#### Parts of the exercise:
(1) Decide whether each statement agrees with the passage on key words, answering yes or no and quoting the words of the passage that decide it. (a) Key words are defined as phraseological units and phrases. (b) Key words must always be individual words. (c) M. Hoey took grammar as the basis of his approach.
(2) Continue the passage on key words from its last sentence.

#### Source excerpt:
————

Phraseological (M. Stubbs). Key words are defined as phraseological units and phrases that are constructed according to similar word models [ 25 ]. Assumption of key meaning through frequency can also be seen in word forms, lemmas, and word sequences. This definition can easily be applied to more complex units than words, pointing to current trends in descriptive and theoretical linguistics, in particular phraseology. In essence, key words are not necessarily individual words, they can be clusters or even phrases [ 20, 29 ]. A quite different approach was taken by M. Hoey, who, taking the category of text as a basis, showed that lexical links in a speech can be considered as indicators of text structure or potential acceleration or lexical models can reveal textual (as opposed to grammatical) models [ 36 ]. Key words are not necessarily the main ones in the textual sense, but they can help to understand the idea of the text by repetition. M.Toolan mentioned repetition as one of the key word figures, which has "a very rich semantic meaning" [ 37 ]. The key words are intended to focus the reader's attention on the necessary state of speech in the production of a coherent text. They can act as markers of coherence of this or that text and at the same time give the texts a unique author’s style.

————

#### Supplied entries:
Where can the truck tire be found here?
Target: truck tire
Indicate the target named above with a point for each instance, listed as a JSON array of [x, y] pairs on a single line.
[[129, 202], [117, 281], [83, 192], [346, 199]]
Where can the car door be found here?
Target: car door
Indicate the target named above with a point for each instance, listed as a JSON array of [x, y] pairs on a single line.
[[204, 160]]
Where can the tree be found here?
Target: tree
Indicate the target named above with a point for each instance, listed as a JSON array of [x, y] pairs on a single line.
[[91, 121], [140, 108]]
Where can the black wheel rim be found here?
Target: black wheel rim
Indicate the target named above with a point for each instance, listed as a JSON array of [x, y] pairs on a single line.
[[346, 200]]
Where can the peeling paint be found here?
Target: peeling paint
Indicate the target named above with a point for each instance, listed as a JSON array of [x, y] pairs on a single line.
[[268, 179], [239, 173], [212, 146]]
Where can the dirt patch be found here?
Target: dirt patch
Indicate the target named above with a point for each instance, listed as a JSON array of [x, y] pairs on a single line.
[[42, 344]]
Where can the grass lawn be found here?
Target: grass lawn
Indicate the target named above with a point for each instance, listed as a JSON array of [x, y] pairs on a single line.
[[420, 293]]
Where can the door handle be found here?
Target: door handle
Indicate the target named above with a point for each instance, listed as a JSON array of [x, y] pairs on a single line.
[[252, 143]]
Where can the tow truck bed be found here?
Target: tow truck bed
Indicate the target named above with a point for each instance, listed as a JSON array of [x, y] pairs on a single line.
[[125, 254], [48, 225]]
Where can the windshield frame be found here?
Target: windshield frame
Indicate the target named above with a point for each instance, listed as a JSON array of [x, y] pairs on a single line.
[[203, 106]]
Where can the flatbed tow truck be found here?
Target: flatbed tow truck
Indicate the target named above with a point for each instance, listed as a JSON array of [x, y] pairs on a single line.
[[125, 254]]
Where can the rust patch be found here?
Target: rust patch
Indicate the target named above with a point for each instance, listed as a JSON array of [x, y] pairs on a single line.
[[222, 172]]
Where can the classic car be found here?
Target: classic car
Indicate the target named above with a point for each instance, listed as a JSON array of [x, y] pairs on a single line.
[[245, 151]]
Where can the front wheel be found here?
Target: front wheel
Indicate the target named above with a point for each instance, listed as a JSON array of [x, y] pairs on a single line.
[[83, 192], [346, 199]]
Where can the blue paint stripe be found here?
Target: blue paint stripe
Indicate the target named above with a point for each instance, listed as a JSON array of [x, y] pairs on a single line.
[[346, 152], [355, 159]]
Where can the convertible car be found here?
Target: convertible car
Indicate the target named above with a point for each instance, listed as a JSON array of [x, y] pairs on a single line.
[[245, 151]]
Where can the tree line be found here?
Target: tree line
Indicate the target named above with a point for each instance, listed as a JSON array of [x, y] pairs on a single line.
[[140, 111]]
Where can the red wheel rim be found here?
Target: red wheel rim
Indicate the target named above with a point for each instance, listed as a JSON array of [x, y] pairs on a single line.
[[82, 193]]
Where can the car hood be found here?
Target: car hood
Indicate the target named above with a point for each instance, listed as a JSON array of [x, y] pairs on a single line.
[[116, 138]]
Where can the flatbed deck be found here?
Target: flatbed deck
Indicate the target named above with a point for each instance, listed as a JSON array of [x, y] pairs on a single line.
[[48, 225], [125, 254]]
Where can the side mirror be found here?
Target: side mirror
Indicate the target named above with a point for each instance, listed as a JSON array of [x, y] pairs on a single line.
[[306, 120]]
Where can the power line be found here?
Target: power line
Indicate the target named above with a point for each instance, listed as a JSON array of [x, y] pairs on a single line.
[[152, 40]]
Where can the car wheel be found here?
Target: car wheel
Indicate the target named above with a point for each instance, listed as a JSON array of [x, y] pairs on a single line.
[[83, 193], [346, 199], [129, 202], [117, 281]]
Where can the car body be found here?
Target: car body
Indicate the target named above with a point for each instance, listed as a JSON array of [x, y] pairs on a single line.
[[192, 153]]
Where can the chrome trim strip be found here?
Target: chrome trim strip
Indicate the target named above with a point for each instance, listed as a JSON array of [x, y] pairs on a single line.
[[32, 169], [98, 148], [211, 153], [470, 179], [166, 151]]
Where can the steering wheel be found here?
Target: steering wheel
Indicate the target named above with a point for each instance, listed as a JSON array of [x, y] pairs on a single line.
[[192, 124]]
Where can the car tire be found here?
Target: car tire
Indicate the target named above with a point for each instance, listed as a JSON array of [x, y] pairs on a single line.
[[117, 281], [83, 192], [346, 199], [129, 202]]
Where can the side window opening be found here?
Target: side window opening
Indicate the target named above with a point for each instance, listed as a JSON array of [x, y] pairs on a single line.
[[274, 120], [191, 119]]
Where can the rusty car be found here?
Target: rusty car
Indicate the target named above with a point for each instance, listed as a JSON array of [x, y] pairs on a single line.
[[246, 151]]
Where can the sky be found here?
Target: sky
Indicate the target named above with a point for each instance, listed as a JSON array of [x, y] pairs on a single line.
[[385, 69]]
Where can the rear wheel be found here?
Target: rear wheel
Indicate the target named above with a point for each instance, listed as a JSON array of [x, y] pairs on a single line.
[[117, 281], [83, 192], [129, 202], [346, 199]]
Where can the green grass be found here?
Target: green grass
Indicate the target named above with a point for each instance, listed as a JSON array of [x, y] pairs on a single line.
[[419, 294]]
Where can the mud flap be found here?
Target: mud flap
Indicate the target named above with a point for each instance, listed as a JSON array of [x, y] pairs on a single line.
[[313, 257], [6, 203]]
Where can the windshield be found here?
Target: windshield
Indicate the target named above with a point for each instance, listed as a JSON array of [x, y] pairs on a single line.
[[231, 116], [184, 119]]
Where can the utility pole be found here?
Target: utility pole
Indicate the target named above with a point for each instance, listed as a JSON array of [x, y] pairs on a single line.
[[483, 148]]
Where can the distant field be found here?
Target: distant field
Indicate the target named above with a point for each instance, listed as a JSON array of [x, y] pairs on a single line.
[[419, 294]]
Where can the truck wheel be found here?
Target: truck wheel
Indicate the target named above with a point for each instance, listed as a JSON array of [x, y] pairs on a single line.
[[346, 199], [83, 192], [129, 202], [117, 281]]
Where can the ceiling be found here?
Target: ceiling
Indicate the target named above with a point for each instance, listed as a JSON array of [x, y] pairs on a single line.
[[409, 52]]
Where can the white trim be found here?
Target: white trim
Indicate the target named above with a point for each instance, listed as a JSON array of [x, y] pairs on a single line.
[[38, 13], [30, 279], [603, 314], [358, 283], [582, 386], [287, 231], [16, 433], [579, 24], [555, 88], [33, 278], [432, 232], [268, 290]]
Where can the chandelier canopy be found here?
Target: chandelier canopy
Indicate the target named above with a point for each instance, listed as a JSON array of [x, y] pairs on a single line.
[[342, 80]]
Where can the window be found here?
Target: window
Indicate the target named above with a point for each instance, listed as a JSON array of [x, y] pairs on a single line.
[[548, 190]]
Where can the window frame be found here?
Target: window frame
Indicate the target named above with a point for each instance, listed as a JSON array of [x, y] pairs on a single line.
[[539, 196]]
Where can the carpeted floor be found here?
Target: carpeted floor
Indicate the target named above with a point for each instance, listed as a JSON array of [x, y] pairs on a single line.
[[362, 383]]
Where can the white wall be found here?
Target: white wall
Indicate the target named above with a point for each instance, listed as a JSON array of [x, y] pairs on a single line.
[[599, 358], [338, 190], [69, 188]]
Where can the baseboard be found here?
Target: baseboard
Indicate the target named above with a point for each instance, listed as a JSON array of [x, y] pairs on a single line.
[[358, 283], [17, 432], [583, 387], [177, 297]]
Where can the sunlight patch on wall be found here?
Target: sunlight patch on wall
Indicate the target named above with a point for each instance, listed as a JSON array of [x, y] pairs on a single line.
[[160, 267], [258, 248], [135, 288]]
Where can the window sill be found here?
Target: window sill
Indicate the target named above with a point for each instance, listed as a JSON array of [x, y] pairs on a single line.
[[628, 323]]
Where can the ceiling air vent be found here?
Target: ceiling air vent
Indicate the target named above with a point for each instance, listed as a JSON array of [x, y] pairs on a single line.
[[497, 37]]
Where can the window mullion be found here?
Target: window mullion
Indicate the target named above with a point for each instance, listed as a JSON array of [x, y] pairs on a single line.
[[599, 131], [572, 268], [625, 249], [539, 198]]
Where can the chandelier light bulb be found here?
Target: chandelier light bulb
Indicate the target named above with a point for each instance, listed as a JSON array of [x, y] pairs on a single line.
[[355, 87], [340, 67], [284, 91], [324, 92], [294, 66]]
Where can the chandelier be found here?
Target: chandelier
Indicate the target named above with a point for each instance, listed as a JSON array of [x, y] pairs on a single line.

————

#### Results by task:
(1)
(a) Yes: "Key words are defined as phraseological units and phrases that are constructed according to similar word models"
(b) No: "key words are not necessarily individual words, they can be clusters or even phrases"
(c) No: "taking the category of text as a basis"

(2)
3. Methodology

The procedure of our analysis involves the choice of relevant material and methods of the research which combine a computer-based model of keyword analysis with traditional qualitative (in particular, thematic analysis) and quantitative analysis. Thus, in our framework we use three procedural steps: corpus compilation, keyword analysis, thematic and quantitative analyses.

The first step of the investigation was to compile the corpus of the research. The data used in the study is the corpus of weather news selected from British online daily newspapers between 2014 and 2017 (The Times, The Guardian, The Daily Mail, The Sun) which consists of 746 324 words taken from 180 newspaper articles. While compiling a corpus the following criteria were considered: firstly, the timeframe of four years (2014‒2017) to represent recent use of the related themes, secondly, open access articles to be easily downloaded. Finally, the texts from theguardian.com/uk [ 38 ], thedailymail.co.uk [ 39 ], thesun.co.uk [ 40 ], thetimes.co.uk [ 41 ] were selected by using the search term “weather”. The timeframe and the amount of words testify the representativeness and validity of the results. The dataset was made into a text file (.txt) and later imported to the WordSmith software.

Our next step was to extract keywords using this software. For this reason, the British National Corpus (hereinafter ‒ BNC) was chosen as a suitable reference corpus since all data are specific to British English. In addition, BNC is one of the largest corpora which contains 100 million words of text from a wide range of genres (e.g. spoken, fiction, magazines, newspapers, and academic) [ 42 ]. The aim of a keyword analysis was to retrieve the words which are statistically relevant for the investigation. Consequently, we constructed two word frequency lists with the help of WordList tool: of a target corpus of weather texts and of a reference corpus (BNC) and generated a keyword list.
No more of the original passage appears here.